## TAREFA
Extraia todas as linhas abaixo, reproduzindo-as sem qualquer alteração, e omita as imagens na resposta.

■ ■ ■

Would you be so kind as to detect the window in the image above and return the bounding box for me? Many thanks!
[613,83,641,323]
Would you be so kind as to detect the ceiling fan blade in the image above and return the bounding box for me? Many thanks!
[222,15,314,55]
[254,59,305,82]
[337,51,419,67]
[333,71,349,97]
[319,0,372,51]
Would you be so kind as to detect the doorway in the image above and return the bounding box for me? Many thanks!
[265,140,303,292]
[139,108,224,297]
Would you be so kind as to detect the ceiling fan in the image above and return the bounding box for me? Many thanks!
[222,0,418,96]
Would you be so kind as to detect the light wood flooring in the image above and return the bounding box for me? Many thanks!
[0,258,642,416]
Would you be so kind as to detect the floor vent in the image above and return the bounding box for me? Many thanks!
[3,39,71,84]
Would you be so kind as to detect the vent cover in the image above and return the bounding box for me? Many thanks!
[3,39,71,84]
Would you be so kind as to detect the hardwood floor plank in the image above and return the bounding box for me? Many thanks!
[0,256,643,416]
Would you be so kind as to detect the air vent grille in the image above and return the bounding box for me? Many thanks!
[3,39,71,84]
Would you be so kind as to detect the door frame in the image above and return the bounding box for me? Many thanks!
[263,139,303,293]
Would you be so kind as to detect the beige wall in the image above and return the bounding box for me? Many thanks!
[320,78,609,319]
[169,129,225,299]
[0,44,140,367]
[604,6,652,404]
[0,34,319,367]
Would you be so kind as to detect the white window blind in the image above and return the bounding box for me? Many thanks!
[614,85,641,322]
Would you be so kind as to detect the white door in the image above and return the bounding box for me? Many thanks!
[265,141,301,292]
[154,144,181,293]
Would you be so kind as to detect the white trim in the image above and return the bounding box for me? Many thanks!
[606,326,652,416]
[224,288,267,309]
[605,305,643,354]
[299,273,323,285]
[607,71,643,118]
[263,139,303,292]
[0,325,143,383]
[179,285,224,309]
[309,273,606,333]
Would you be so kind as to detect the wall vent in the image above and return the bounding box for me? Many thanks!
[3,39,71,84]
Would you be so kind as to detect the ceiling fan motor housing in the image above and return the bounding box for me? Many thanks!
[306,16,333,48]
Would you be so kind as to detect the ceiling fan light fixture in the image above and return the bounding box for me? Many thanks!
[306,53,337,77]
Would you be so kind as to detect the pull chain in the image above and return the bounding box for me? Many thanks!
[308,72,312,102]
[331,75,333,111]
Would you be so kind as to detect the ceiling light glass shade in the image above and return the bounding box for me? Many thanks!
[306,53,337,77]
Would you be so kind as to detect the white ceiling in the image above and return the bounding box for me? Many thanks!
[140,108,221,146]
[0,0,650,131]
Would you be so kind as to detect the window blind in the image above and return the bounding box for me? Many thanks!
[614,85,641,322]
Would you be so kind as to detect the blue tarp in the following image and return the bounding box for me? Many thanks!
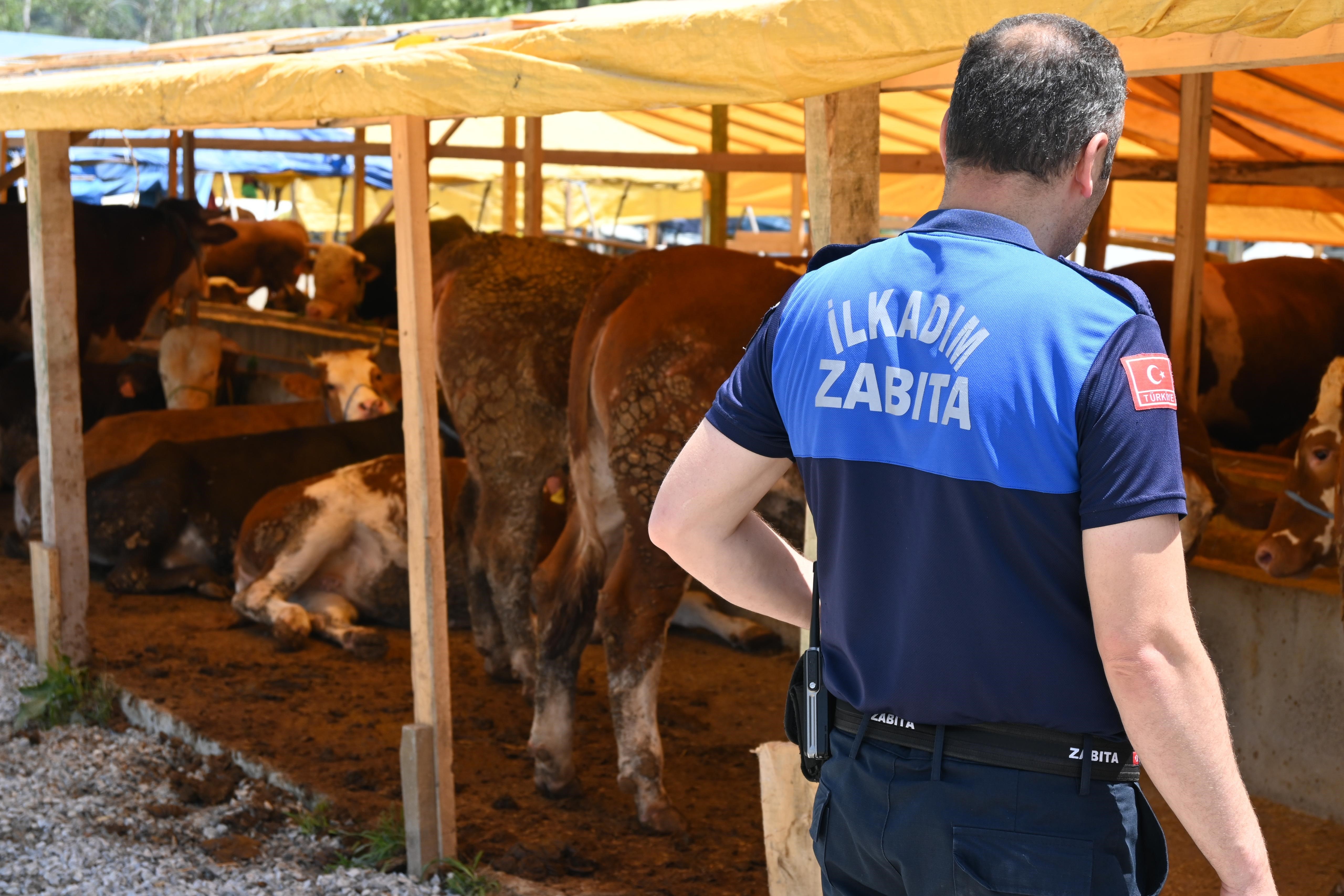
[0,31,148,59]
[5,128,392,204]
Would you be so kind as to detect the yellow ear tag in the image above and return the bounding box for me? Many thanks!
[392,34,438,50]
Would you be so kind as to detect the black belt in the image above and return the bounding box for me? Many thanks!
[835,700,1138,780]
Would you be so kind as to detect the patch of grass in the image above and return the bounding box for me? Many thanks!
[285,799,340,837]
[13,656,117,731]
[434,853,500,896]
[336,806,406,871]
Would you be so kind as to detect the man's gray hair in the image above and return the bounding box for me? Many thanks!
[948,13,1126,181]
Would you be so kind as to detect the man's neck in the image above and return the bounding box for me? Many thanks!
[938,169,1074,258]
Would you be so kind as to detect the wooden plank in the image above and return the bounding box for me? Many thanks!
[181,130,196,199]
[1169,72,1214,410]
[391,116,457,856]
[523,117,543,237]
[348,128,368,242]
[804,85,882,251]
[168,129,181,199]
[402,724,441,880]
[882,23,1344,93]
[28,541,60,669]
[1083,183,1113,270]
[27,130,89,664]
[704,106,728,249]
[789,175,808,255]
[500,116,517,237]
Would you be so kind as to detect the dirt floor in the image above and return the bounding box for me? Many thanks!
[0,539,1344,896]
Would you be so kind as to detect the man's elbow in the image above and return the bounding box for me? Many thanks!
[649,493,687,559]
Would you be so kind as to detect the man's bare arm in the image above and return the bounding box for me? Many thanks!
[1083,515,1274,896]
[649,421,812,627]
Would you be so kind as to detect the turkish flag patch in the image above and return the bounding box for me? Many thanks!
[1120,355,1176,411]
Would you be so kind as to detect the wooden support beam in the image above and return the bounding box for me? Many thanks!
[523,117,542,237]
[168,129,181,199]
[27,130,89,664]
[789,175,808,255]
[1168,72,1214,411]
[500,116,517,237]
[704,106,728,249]
[391,116,457,871]
[349,128,367,242]
[181,130,196,199]
[1083,183,1114,270]
[804,85,882,251]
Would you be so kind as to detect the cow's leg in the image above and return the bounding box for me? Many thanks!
[528,513,602,798]
[472,475,544,697]
[234,513,355,650]
[449,477,513,681]
[294,590,387,659]
[672,590,780,652]
[597,525,685,831]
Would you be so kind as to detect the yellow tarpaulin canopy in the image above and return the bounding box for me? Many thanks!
[0,0,1344,130]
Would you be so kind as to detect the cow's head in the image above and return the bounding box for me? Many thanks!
[159,326,223,410]
[1255,357,1344,576]
[301,347,401,421]
[304,243,382,321]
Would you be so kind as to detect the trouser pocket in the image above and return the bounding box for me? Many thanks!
[952,827,1093,896]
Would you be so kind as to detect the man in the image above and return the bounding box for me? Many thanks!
[649,15,1274,896]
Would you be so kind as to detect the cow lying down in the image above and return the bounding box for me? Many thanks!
[234,457,466,659]
[87,414,402,599]
[234,457,801,659]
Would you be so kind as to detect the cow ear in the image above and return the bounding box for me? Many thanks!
[195,224,238,246]
[280,374,323,402]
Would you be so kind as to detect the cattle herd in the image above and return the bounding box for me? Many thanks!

■ ■ ■

## RESULTADO DA TAREFA
Would you be so kind as to detect the window in the image above and return the bounding box for me? Many thanks!
[613,83,641,323]
Would you be so kind as to detect the ceiling fan blade in the image above and return the bounding box for me? Many thanks!
[222,15,314,55]
[254,59,305,82]
[337,51,419,67]
[333,71,349,97]
[319,0,372,51]
Would you be so kind as to detect the doorway in the image above and return the bounding box for me? Many thanks!
[265,140,303,292]
[139,108,224,297]
Would you be so kind as to detect the ceiling fan in the image above and return the bounding box for me? Many thanks!
[222,0,418,96]
Would you be so kind as to detect the light wood flooring in the image above and return the bounding box for me? Many thanks!
[0,258,642,416]
Would you be so kind as to detect the floor vent in the image above and return the bounding box for me? Many thanks!
[3,39,71,84]
Would you be so kind as to detect the vent cover in the image above and return the bounding box for me? Many thanks!
[3,39,71,84]
Would you be so kind as to detect the hardwood floor plank in the image above and return the bounding box for me? Many thanks!
[0,256,643,416]
Would you be so kind as to detect the air vent grille in the image above and return the bounding box for me? Many thanks!
[3,39,71,84]
Would you be so kind as to detect the door frame in the image above and return the bounding box for me? Many thanks!
[263,139,303,293]
Would you be so kind as to detect the beige wall in the image above and return the bounding box for me? Many thanks!
[320,78,609,319]
[169,129,225,299]
[0,44,140,367]
[604,6,652,404]
[0,34,319,367]
Would you be so kind as to detect the white window blind in the image above and return the bounding box for me? Many thanks!
[614,85,641,322]
Would you be so kind as to detect the white door in the image above and return the bounding box for me? Many thanks!
[265,141,301,292]
[154,144,181,293]
Would you be so kind as to detect the white trim in the image above and return the bounding box for me? Many thanks!
[606,326,652,416]
[224,288,267,309]
[605,305,643,354]
[299,273,323,285]
[607,71,643,118]
[263,139,303,292]
[0,325,143,383]
[179,285,224,309]
[309,273,606,333]
Would you be so kind as to detect the wall vent in the image above and return the bounding box for me? Many thanks!
[3,39,71,84]
Would you be so kind as to detect the ceiling fan motor housing in the image above and return the bounding box for me? Many thanks!
[306,16,333,48]
Would you be so kind as to detect the ceiling fan light fixture in the image above and return the bounding box for me? Many thanks!
[306,53,337,77]
Would you be so kind as to detect the pull chain in the image above and return the bounding box for me? Many thanks!
[308,72,312,102]
[331,75,333,111]
Would you be so kind as to detect the ceiling light glass shade in the image above and return the bounding box for me? Many thanks!
[306,53,337,77]
Would you be so kind as to detect the white ceiling in the image above and return the bounding box for me? Many thanks!
[140,108,221,146]
[0,0,650,131]
Would you be so kind as to detect the window blind in the image above and return the bounding box for me? Many thanks!
[614,85,641,322]
Would you be so kind as to detect the blue tarp in the following image and return the bounding box for me? Many thanks!
[0,31,148,59]
[5,128,392,204]
Would you be so kind as to detect the yellow ear tag in the image above and return the bounding box for me? Many thanks!
[392,34,438,50]
Would you be so kind as to detect the black belt in the image above and return the bounding box for me? Many thanks!
[835,700,1138,780]
Would you be so kind as to detect the patch of grass in the image above and return the bounding box for me? Many thanks!
[285,799,340,837]
[13,656,117,731]
[434,853,500,896]
[336,806,406,871]
Would you be so kind as to detect the man's gray hair in the image above and return the bounding box for me? Many thanks!
[948,13,1126,181]
Would you be so kind as to detect the man's neck in the image above and return the bounding box for me? Many thanks!
[938,169,1074,258]
Would you be so kind as to detect the wooden plank in the image above and return the bounding box for me? Many thanks!
[181,130,196,199]
[1169,72,1214,410]
[391,116,457,856]
[523,117,543,237]
[348,128,368,242]
[804,85,882,251]
[168,129,181,199]
[402,724,441,880]
[882,23,1344,93]
[28,541,60,669]
[1083,183,1113,270]
[27,130,89,664]
[704,106,728,249]
[789,175,808,255]
[500,116,517,237]
Would you be so kind as to detect the dirt floor in the image above and return the bounding box for me? Many thanks!
[0,539,1344,896]
Would you be so kind as to detect the man's elbow in the image above and return the bounding box for me? Many thanks!
[649,493,687,559]
Would you be so kind as to detect the man's bare arm in the image above and return the bounding box for me? Many thanks!
[1083,515,1274,896]
[649,421,812,627]
Would you be so kind as to detect the turkish flag patch in the image above and return the bounding box for me? Many thanks!
[1120,355,1176,411]
Would you be so kind as to detect the wooden support beam in the image above and return the bounding box for me? Many thanks!
[523,117,542,237]
[168,129,181,199]
[27,130,89,664]
[789,175,808,255]
[1168,72,1214,411]
[500,116,517,237]
[704,106,728,249]
[391,116,457,871]
[349,128,367,242]
[181,130,196,199]
[1083,183,1114,270]
[804,85,882,251]
Would you be so kind as to detect the cow's leg in the image above and return the bounding box for me? Many thanks!
[528,513,602,798]
[472,475,544,697]
[234,513,355,650]
[449,477,513,681]
[294,590,387,659]
[672,590,780,652]
[597,525,685,831]
Would you be so kind as to detect the yellow tarpaulin canopy in the image above and return the bounding box for me? Many thanks!
[0,0,1344,130]
Would you be so kind as to detect the cow's head in the image above and return the bounding box for me? Many thanks!
[159,326,223,410]
[1255,357,1344,576]
[301,347,401,421]
[304,243,382,321]
Would you be so kind as to detect the trouser pocket in the image above and return the bounding box for me? Many thanks!
[952,827,1093,896]
Would you be so kind as to detect the man in the image above and return the bounding box for me? Many thanks!
[649,15,1274,896]
Would you be so kind as to detect the cow lying down in the image above and return the bounding box for me? Many thanks!
[234,457,466,659]
[87,414,402,599]
[234,457,801,659]
Would you be so kind as to detect the cow ear in the image above and return the bounding box for me? Many thanks!
[195,224,238,246]
[280,374,323,402]
Would you be so kind as to detect the cattle herd in the image above and return the bounding box for me? Many thanks!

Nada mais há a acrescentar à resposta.